**Selected extract**

It's written in an academic register dripping with "you're too stupid to follow along, take my word for it." Nonetheless, some of the writers that have made the most sense to me (Graeber, Ferguson, and Harari among others) look not at tribal, cultural or regional interactions but at the underpinnings of those interactions. I've learned that most everyone's "system" as used to explain the world (particularly economics, psychology and politics) only work because they externalize everything they can't explain such that it is no longer a part of the system being discussed.

I'm reading it entirely because of this (long) thread:





b_b  ·  933 days ago  ·  link  ·  

Wow, what a magnificent thread. I wish the following was more well known:

    Lenin's plan didn't work out. Yes, Bolsheviks took over Russia, but they didn't want to take over Russia. They wanted to take over the capitalist core of the world. Immediately upon consolidating their power in Russia they launched an expedition westward. It failed.

**Extracted records**
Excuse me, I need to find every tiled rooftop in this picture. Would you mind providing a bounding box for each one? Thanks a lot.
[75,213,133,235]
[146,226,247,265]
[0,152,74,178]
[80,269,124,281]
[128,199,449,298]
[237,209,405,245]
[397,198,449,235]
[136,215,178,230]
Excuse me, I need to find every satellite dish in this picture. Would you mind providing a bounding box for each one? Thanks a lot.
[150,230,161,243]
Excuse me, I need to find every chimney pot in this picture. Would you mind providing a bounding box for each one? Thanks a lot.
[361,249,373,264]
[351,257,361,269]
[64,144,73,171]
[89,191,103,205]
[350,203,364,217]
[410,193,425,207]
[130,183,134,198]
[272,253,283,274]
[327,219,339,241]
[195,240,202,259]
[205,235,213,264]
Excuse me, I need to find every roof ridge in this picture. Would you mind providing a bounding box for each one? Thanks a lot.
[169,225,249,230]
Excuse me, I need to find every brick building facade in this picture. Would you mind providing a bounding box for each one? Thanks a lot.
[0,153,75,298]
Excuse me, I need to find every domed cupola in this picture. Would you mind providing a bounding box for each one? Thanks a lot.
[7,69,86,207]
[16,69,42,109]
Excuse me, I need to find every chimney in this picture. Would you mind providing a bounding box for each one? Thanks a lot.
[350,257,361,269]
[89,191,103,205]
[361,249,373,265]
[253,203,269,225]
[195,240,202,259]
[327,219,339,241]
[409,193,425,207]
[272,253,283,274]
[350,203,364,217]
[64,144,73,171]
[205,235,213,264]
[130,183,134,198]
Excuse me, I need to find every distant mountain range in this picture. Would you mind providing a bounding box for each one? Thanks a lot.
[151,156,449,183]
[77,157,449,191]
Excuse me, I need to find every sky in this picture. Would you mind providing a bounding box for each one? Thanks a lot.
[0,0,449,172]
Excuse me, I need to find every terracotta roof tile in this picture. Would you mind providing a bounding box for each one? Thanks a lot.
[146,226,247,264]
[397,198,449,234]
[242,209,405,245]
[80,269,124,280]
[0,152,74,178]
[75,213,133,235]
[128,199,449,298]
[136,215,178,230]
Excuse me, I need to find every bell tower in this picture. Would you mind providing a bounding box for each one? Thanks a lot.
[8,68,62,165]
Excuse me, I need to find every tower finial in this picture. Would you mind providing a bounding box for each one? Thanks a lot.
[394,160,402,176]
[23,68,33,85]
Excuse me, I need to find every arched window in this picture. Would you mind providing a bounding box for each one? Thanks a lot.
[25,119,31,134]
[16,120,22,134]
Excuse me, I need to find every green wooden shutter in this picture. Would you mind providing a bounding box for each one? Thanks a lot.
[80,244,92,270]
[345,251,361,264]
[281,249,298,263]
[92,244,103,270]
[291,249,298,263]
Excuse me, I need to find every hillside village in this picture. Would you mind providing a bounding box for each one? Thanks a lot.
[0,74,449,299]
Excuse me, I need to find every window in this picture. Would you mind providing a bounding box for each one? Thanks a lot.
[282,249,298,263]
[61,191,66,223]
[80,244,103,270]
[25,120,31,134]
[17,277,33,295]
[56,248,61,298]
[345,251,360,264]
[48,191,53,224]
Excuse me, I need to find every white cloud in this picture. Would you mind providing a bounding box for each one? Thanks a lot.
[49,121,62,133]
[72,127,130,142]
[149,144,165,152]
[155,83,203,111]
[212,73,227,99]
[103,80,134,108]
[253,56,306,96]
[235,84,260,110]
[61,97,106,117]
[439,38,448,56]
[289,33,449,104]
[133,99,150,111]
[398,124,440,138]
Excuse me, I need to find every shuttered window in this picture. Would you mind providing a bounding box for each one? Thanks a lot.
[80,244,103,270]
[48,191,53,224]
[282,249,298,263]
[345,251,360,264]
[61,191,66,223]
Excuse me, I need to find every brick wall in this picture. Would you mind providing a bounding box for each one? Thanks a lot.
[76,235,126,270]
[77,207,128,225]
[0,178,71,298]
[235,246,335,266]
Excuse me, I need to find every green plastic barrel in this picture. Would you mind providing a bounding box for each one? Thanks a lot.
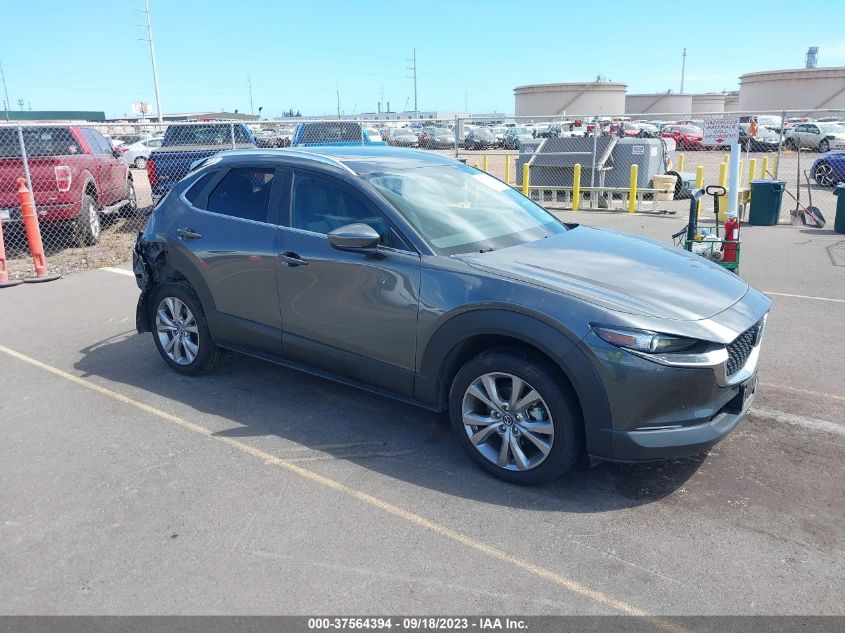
[748,180,786,226]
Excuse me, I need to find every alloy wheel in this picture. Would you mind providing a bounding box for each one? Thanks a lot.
[156,297,199,365]
[462,372,554,471]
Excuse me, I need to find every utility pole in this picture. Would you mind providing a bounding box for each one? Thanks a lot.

**Tasks to complete**
1. From the forum excerpt above, list every writer it names as having made the most sense to the author.
2. Reproduce the forum excerpt word for word, starting with "b_b  ·  933 days ago  ·  link  ·" and going on through "westward. It failed.".

**Solved problems**
1. Graeber, Ferguson, Harari

2.
b_b  ·  933 days ago  ·  link  ·  

Wow, what a magnificent thread. I wish the following was more well known:

    Lenin's plan didn't work out. Yes, Bolsheviks took over Russia, but they didn't want to take over Russia. They wanted to take over the capitalist core of the world. Immediately upon consolidating their power in Russia they launched an expedition westward. It failed.